Start of Information supplied

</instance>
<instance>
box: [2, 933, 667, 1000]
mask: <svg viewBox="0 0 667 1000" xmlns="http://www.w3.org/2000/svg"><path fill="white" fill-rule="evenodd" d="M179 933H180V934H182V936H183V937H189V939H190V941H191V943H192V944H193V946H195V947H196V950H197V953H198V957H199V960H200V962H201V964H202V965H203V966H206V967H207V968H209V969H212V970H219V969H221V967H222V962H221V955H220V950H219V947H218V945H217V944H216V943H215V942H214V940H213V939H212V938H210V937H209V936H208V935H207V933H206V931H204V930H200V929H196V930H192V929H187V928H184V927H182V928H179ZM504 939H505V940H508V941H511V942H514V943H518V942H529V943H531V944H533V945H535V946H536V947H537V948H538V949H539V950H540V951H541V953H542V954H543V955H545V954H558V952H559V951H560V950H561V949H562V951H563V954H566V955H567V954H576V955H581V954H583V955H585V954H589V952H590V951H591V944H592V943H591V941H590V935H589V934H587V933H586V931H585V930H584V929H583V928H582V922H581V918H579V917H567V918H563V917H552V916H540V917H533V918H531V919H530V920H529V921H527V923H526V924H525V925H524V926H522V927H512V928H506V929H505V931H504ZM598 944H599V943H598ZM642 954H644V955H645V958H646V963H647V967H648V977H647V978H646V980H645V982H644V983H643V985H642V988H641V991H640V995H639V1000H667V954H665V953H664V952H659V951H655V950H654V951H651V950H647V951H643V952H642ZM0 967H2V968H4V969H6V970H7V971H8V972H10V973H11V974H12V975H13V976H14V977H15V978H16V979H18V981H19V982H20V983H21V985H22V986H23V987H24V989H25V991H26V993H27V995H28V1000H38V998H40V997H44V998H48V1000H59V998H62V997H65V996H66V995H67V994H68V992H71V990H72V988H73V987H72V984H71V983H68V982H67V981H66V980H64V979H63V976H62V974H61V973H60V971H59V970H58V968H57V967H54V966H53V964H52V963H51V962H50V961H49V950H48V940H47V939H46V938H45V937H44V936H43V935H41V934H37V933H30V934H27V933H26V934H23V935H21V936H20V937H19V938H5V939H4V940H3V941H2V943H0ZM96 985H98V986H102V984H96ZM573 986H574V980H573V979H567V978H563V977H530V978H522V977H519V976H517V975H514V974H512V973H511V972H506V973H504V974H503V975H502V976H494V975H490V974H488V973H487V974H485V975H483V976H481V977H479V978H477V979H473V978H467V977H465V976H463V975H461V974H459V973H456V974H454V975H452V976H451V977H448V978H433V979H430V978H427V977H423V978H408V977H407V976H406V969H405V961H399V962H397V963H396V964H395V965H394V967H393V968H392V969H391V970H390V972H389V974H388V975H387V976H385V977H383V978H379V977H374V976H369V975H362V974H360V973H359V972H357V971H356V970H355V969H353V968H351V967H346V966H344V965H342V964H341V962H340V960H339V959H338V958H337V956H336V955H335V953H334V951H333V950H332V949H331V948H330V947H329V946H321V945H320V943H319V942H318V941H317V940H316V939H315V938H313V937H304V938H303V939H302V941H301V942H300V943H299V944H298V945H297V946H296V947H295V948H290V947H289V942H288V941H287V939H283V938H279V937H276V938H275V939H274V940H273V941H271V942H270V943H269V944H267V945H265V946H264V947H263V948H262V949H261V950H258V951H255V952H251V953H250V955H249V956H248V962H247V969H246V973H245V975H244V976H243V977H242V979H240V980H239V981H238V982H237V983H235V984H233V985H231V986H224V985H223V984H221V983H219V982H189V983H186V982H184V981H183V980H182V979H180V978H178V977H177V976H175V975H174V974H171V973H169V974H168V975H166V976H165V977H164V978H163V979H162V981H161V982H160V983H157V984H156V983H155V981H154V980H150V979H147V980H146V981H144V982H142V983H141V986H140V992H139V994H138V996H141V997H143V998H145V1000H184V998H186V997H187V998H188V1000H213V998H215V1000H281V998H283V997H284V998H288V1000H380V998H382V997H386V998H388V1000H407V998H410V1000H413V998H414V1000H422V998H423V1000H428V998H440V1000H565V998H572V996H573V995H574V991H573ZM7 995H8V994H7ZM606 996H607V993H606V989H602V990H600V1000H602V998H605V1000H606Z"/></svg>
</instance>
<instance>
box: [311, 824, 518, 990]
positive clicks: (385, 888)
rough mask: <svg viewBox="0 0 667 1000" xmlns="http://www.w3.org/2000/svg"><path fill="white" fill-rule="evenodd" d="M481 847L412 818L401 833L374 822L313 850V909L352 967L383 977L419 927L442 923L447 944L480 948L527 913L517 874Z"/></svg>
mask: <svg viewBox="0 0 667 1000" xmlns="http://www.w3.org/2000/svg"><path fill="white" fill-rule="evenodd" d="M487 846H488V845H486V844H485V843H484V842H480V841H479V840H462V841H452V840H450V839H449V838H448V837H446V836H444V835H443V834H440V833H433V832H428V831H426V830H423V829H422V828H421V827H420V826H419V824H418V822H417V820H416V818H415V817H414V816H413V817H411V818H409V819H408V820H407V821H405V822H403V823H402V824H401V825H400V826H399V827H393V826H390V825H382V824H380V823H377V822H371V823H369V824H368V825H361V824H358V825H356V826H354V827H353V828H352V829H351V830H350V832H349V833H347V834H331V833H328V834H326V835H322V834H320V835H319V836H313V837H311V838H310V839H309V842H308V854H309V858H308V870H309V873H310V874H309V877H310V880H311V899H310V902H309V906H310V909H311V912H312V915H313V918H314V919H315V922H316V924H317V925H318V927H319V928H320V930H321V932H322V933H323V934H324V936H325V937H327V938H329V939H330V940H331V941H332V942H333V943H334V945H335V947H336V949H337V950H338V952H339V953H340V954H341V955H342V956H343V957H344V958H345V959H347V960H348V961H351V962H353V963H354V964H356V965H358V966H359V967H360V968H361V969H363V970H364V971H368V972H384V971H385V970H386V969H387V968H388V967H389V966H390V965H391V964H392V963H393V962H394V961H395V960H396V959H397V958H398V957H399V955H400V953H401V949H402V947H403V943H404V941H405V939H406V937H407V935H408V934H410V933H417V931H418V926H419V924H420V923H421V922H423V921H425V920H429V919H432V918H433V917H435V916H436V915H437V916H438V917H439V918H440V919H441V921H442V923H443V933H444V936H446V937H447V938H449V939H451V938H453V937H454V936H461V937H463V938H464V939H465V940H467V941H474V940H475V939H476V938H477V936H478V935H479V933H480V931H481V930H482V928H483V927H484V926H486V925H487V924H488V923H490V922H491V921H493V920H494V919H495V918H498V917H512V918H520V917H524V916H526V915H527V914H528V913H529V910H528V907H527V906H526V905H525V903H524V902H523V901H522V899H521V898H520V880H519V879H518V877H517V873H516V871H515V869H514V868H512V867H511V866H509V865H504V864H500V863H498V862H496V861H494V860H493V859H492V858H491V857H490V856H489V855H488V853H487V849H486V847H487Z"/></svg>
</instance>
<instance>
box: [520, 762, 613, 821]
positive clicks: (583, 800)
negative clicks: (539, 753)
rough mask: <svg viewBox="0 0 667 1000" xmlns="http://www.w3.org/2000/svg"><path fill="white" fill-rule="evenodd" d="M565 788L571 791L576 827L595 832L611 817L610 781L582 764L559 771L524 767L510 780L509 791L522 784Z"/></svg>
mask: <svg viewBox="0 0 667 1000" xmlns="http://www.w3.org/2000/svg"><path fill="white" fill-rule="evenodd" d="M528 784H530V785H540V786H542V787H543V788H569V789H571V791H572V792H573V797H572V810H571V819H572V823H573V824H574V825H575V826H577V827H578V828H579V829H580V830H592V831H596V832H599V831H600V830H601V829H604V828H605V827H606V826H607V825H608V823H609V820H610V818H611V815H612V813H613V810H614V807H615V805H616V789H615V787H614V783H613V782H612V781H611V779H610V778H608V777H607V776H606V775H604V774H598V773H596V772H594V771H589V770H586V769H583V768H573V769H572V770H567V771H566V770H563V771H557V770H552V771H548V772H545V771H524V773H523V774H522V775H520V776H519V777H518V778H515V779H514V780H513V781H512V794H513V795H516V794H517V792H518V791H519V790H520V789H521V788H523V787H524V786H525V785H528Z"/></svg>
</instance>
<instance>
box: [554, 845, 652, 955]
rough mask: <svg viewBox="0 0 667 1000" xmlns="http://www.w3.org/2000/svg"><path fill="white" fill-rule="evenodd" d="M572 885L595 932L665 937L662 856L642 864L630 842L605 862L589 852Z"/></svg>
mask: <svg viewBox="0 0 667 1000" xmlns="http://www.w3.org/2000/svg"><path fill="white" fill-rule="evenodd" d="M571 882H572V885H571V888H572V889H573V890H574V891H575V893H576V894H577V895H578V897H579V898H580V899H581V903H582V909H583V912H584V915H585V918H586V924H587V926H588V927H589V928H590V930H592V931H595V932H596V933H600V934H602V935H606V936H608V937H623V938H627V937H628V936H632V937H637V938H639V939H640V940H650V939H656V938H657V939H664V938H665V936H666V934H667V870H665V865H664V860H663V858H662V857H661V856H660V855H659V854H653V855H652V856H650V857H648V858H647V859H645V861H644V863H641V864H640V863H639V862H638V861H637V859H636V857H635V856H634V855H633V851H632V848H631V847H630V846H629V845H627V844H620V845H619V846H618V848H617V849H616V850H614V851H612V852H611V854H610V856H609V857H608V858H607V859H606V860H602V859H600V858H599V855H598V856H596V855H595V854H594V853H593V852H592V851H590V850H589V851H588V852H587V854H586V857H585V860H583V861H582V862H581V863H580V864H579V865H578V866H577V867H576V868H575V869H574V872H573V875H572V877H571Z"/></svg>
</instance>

End of Information supplied

▶ **Problem statement**:
List every line in the entries above that contains the string "positive", copying each line in full.

▶ **Finished exercise**:
positive clicks: (385, 888)
positive clicks: (583, 800)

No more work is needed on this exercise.